Omit every image, and transcribe the remaining entries exactly as given.
··· Dataset extract
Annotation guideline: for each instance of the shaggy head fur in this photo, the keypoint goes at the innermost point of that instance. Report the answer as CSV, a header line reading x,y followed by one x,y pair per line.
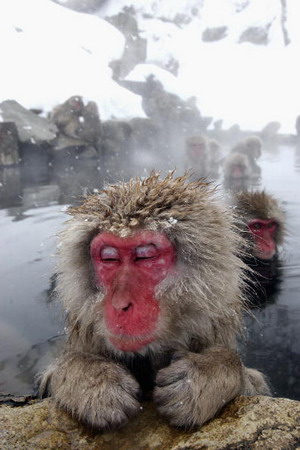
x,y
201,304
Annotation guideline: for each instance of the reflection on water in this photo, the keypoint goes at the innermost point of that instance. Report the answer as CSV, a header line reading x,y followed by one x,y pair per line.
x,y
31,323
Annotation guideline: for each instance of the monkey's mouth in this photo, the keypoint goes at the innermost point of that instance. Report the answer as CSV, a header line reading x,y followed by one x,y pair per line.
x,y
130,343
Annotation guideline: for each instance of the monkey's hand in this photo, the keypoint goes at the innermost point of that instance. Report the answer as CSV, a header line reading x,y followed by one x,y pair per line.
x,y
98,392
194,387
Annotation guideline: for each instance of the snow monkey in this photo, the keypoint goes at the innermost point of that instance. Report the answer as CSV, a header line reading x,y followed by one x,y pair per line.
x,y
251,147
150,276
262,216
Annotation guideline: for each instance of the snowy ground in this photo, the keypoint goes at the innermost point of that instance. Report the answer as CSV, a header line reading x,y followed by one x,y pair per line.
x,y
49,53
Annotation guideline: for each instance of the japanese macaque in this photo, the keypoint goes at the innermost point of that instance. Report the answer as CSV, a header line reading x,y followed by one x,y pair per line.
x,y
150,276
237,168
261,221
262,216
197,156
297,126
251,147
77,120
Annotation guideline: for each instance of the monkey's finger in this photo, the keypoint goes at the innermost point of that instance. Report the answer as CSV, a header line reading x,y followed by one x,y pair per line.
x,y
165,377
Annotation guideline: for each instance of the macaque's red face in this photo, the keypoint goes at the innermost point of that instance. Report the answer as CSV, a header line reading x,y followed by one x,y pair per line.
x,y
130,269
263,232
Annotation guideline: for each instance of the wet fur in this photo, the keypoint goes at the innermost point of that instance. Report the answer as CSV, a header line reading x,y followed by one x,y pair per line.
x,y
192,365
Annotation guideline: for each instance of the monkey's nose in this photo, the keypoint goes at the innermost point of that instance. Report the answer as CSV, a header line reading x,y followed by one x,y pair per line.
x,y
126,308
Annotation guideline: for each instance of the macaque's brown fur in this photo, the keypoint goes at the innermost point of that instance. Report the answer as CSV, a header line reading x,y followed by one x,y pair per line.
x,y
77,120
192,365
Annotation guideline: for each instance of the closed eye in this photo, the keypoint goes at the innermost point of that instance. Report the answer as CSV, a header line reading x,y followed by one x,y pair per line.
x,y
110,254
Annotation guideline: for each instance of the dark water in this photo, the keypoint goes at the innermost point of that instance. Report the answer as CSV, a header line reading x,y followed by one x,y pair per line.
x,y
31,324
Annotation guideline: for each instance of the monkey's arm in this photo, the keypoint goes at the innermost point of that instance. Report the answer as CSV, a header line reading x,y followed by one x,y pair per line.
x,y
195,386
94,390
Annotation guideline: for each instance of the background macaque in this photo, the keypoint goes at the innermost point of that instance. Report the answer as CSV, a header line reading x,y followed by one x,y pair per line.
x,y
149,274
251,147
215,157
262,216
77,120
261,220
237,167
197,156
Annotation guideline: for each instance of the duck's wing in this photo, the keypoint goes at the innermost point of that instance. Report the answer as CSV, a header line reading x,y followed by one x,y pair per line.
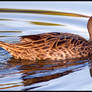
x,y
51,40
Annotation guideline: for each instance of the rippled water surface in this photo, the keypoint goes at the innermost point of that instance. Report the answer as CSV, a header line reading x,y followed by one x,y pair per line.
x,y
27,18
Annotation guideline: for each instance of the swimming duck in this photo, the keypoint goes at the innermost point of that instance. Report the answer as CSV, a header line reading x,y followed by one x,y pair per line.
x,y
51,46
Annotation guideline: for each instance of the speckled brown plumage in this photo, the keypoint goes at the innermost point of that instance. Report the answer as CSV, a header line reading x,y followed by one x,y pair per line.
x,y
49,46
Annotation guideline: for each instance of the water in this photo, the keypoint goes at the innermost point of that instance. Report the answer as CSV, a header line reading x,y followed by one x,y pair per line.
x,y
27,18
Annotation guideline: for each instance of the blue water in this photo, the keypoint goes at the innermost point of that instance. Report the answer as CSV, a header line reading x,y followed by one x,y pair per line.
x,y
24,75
······
Result of the exercise:
Annotation guideline: for each instance of the shaggy head fur in this photo, the keypoint goes at the innermost point of that instance. Report the answer as CSV, a header line reading x,y followed by one x,y pair per line.
x,y
201,304
Annotation guideline: for each instance of the reflection on water in this photo, the keypoint goes at the innermost point of that instance. Report the answer as CSV, a header line reading x,y followed by one x,y pair per line.
x,y
31,323
Annotation guideline: for each instance of the monkey's mouth in this photo, the keypoint goes at the innermost point of that instance. Report the answer as CSV, a header line reading x,y followed by one x,y pair per line.
x,y
130,343
Annotation guideline: for each instance of the monkey's hand in this photo, the keypoint goes at the innermost point of that instance. Report the answer as CSV, a header line reading x,y followed by one x,y pair per line.
x,y
98,392
194,387
Annotation guideline: for each instance of the snow monkey in this photo, the keypoint goes at the innermost point of that instance. Report the answer as CSV, a header line reading x,y followed by one x,y pair per line.
x,y
251,147
150,276
262,216
Annotation guideline: for each instance of the snowy ground in this photo, the keypoint goes at the innermost point of that instance. Report the answer as CSV, a header line reading x,y followed by one x,y pair per line.
x,y
49,53
Annotation guideline: for each instance of the japanese macaque in this photo, the keypoint goes at the innermost point of that instance. Report the answer as CSV, a header line reading x,y followed by one x,y pair per line.
x,y
150,276
237,168
261,221
262,216
197,156
297,126
251,147
77,120
Annotation guideline: for each instance of the monkey's finger in this photo, the keypoint goes at the innermost point of that instance. Report the answer as CSV, a header line reading x,y followed by one x,y pair per line.
x,y
165,377
Annotation guideline: for each instance of the macaque's red face in this photo, the keypoint goes at the innermost point of that instance. Report the answer as CSV, a header line reading x,y followed by one x,y pair per line.
x,y
130,269
263,232
Annotation guideline: for each instance of the wet fur in this photo, the keypoint goes at the innermost point of that instance. Report the answer as CSV, a header line reading x,y followed by one x,y pair per line.
x,y
192,365
Annotation guideline: for each instance of the monkey's nose in this photo, the keypoint goes at the innermost point of that instance. Report the answer as CSV, a header line reading x,y followed by one x,y pair per line.
x,y
126,308
Annotation guideline: for each instance of the macaque's brown fur in this photo, the keypoint goes at the innermost point of that instance. Report the answer as CSV, a header line reading x,y followed by one x,y pair per line.
x,y
77,120
192,365
Annotation guideline: for each instance of the closed eye in this photo, the keypoint goes at the innermost point of that instance. Report the answer as CSV, a header line reading x,y followed by one x,y pair per line.
x,y
110,254
Annotation guideline: for each instance of the dark water in this photo, the keypoint goes at the innermost point of that instance. Report the answer as CSV, a header line reading x,y followed by one x,y pair per line.
x,y
31,324
Annotation guideline: for each instance of the monkey's arm in this photo, the keypoint goes at the innermost point of that instance. Report the answer as CSV, a header line reading x,y followed by one x,y pair per line.
x,y
195,386
94,390
Annotation guideline: for each instance of the background macaque in this photo, the keypoint goes at the innermost point of that instance. Report the answer as CSV, a header line reading x,y followed by one x,y pair per line.
x,y
149,274
251,147
215,157
262,216
77,120
261,220
237,167
197,156
Annotation guideline: for each instance of the duck's wing in this photo, the keypoint goes at the innermost point of that instance. Report the answer as CSV, a header line reading x,y followed by one x,y pair per line.
x,y
51,40
Annotation guideline: for each instance of the rippled water surface in this photo, the keypoint goes at the innermost point of that instance. Report the answer as CSV, a header line reading x,y followed by one x,y pair per line.
x,y
27,18
Annotation guideline: for each instance of the swimming duck in this photo, the keypoint goes at the innermost point of that instance. Report the answer as CSV, a header line reading x,y followed by one x,y pair per line.
x,y
51,46
Annotation guideline: for each instance of the speckled brown plumage in this photo, the keypoint goes at the innermost point of that instance. Report the answer as CSV, a header line reading x,y followed by one x,y pair per line.
x,y
49,46
Annotation guideline: for each instance of the water in this photo, the keypoint goes at the innermost point of that instance. Report the answer as CSV, a header line reading x,y followed by one x,y pair per line.
x,y
27,18
Annotation guideline: for each instance of the blue water in this photo, the keypoint goes at the innermost point of that instance. Report the answer as CSV, a header line reading x,y followed by one x,y pair per line.
x,y
24,75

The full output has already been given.